PROBLEM DESCRIPTION: Please gather every line from the entries below that contains the word "cabinet".

--- start of RAW RECORDS ---

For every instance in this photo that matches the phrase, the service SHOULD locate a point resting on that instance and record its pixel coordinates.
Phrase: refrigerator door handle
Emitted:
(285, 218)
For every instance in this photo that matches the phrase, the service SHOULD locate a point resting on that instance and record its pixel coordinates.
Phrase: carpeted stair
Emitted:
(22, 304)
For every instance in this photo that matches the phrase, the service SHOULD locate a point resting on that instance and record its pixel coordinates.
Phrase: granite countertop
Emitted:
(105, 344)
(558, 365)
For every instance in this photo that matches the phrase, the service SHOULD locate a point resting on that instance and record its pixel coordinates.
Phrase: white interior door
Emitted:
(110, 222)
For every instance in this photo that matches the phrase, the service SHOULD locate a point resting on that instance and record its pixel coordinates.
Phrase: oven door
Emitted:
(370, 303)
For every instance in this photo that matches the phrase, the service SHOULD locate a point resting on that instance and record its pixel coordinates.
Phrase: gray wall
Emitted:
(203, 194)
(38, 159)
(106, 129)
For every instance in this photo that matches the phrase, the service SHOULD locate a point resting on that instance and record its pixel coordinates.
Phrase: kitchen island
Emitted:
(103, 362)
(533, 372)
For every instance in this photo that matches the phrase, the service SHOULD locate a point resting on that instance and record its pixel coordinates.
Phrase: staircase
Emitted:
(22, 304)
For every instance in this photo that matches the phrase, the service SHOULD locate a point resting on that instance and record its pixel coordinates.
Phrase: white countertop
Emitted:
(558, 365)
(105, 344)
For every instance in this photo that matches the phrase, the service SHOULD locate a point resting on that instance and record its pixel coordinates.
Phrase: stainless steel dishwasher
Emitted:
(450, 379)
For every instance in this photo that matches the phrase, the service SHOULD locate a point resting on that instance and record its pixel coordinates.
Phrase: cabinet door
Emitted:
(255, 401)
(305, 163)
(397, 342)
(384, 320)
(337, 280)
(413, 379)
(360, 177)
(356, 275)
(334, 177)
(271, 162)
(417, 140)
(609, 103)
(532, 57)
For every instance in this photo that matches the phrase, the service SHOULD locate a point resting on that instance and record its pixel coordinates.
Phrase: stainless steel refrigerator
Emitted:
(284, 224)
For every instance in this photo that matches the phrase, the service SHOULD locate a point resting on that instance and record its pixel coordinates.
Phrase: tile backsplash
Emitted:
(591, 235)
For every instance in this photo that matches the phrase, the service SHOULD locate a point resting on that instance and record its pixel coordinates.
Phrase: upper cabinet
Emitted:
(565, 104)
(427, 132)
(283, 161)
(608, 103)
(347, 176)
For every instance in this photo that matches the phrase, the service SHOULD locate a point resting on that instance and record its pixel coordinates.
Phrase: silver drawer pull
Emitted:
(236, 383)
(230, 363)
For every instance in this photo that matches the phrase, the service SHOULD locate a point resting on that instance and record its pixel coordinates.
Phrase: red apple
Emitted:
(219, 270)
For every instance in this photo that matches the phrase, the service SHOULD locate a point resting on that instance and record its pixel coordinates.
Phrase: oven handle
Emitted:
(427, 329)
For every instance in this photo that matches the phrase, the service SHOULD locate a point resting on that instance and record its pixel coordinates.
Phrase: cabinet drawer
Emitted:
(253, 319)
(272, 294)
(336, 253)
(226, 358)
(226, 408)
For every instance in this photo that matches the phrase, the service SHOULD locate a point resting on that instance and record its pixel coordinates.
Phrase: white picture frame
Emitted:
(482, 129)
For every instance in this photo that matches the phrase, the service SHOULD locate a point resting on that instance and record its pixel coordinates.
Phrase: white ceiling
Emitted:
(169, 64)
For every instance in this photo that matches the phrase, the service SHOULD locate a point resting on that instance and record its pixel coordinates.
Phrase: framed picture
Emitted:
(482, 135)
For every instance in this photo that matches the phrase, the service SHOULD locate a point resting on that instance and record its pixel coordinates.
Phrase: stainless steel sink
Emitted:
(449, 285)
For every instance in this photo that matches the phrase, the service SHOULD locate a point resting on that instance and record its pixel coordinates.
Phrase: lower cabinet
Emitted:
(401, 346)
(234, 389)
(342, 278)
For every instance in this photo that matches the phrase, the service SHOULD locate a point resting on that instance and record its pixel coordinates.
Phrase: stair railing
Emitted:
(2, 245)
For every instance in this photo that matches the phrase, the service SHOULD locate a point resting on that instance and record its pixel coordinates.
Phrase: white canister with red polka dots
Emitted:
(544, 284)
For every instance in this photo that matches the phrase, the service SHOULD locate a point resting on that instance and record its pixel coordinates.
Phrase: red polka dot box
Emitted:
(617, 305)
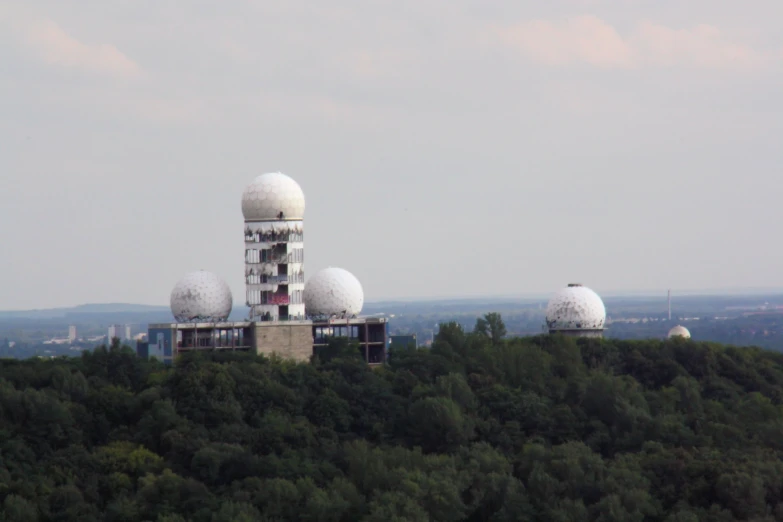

--- end of RAW RECORDS ---

FULL RESPONSE:
Phrase: cabinet door
Phrase: upper cabinet
Phrase: cabinet drawer
Phrase: lower cabinet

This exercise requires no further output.